▶ _What needs to be done_:
Lay out all the rows below as a two-column CSV headed "prompt" and "points", with one line per row. Put each row's text and its answer in a quoted field of their own, turning any line breaks into spaces.

▶ _Records for processing_:
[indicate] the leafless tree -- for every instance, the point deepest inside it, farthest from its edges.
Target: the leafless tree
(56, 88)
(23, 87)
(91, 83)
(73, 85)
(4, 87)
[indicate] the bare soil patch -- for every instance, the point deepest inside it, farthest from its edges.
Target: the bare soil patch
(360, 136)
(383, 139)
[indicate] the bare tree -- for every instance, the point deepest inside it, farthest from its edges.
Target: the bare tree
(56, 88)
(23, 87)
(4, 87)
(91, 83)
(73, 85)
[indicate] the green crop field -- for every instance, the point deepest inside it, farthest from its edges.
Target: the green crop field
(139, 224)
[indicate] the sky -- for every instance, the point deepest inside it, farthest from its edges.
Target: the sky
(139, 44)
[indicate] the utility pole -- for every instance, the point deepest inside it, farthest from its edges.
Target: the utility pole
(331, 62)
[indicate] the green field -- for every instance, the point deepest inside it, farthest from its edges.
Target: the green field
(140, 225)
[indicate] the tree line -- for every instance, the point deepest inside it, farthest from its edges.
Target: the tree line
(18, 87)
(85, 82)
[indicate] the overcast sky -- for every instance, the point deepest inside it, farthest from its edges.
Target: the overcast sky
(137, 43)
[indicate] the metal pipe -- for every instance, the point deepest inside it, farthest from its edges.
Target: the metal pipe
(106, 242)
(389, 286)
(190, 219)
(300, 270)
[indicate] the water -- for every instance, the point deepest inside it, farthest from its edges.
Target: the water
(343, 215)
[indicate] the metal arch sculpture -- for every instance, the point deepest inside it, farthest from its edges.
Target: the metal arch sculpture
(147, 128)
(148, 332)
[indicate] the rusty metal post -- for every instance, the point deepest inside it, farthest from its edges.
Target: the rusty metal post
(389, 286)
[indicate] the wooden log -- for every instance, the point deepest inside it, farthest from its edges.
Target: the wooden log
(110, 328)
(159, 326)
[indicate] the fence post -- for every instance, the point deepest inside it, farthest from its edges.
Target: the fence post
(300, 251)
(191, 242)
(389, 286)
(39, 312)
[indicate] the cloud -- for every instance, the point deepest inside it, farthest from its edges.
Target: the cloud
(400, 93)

▶ _Result of this task_:
prompt,points
"[indicate] the leafless tree -- for every instance, the point deepest inside it, farthest from its edges. Target: the leafless tree","(56, 88) (23, 87) (91, 83) (73, 85) (4, 87)"
"[indicate] the bare soil patch -- for every instance, the point deepest inside it, farthest from its edges. Target: the bare soil patch","(360, 136) (383, 139)"
"[indicate] the bare tree -- for every instance, the point deepest inside it, farthest from its edges. Target: the bare tree","(56, 88) (23, 87) (4, 87) (91, 83) (73, 85)"
"[indicate] the green crop field -- for every instance, the point deepest inside it, farthest from its edges. Target: the green crop field","(139, 224)"
"[indicate] the sky -- for every instance, the point deepest inside it, farthest from its edges. Target: the sky","(139, 44)"
"[indicate] the utility pole -- for every instance, the point deepest inside it, farthest from its edges. Target: the utility pole","(331, 62)"
"[indicate] the green field -- for every instance, the point deepest inside it, farthest from its edges. Target: the green field","(140, 225)"
"[indicate] the tree line -- for every instance, the point deepest inside it, farthest from its edges. Target: the tree line","(18, 87) (85, 82)"
"[indicate] the overcast sky -- for every instance, the point deepest inside it, farthest from its edges. Target: the overcast sky","(137, 43)"
"[indicate] the metal pipe -- for every instance, the point deepest inside it, farthest from its edges. Target: the metal pipe","(106, 242) (389, 286) (190, 219) (300, 270)"
"[indicate] the water -- for every instance, the point deepest inside it, farthest from its edges. Target: the water","(343, 215)"
"[indicate] the metal arch sculpture -- for every instance, the point deepest inside it, farthest from its edges. Target: the metal arch sculpture","(147, 128) (148, 332)"
"[indicate] the rusty metal post -- for every instance, the point deepest inside it, farthest from its edges. Target: the rusty metal post","(389, 286)"
"[indicate] the wooden log -- for every instance, the point deepest inside it, farthest from its edges. Target: the wooden log","(110, 328) (159, 326)"
"[indicate] the fence post -- for every instance, the point deepest inside it, farthest from its edges. Target: the fence post","(300, 251) (191, 242) (389, 286) (39, 312)"
"[indicate] the cloud -- for every instance, the point deepest inside it, farthest from its edges. Target: the cloud","(400, 93)"